(Written exercise): Rewrite the rows from the line with "segment green vegetation, each instance" up to and including the line with "[[[101,28],[101,31],[118,33],[119,30],[118,28]]]", requests included. Scale every x,y coordinate in the answers by 2.45 and round each result to a whole number, rounding halves up.

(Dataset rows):
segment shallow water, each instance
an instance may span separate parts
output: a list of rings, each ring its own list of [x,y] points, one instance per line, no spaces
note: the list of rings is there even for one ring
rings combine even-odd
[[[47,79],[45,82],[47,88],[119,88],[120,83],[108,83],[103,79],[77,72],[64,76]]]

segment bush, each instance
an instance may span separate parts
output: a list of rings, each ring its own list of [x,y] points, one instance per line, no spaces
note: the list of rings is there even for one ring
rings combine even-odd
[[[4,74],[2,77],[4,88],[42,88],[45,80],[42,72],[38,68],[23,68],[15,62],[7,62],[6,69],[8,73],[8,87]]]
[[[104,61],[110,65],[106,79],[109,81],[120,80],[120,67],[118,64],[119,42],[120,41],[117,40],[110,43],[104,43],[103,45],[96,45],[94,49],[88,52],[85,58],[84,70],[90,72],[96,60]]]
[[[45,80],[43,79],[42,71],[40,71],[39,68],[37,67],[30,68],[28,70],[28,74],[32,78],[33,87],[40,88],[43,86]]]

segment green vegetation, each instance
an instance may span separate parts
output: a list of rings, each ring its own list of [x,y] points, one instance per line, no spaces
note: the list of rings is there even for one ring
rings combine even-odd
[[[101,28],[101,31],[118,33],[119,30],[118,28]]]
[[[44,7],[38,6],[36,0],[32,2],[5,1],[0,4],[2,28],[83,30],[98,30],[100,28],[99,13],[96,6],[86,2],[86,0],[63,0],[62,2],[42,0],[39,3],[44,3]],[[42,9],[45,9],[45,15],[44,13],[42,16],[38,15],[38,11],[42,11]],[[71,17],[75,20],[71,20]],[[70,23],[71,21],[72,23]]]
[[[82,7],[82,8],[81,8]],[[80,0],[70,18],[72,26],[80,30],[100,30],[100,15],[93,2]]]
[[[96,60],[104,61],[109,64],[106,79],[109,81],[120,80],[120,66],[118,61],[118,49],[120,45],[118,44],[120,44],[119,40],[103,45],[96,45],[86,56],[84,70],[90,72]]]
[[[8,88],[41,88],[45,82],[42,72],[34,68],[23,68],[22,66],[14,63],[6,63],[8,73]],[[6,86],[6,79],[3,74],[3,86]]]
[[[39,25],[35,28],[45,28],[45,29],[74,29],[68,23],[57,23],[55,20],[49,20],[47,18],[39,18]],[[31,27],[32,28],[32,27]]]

(Response below):
segment green vegetation, each instance
an instance may span separate parts
output: a list of rings, each ring its own list of [x,y] points, one instance per line, no spaces
note: the list of rings is there even for one ring
rings combine even-odd
[[[247,69],[247,76],[289,81],[292,74],[289,69]]]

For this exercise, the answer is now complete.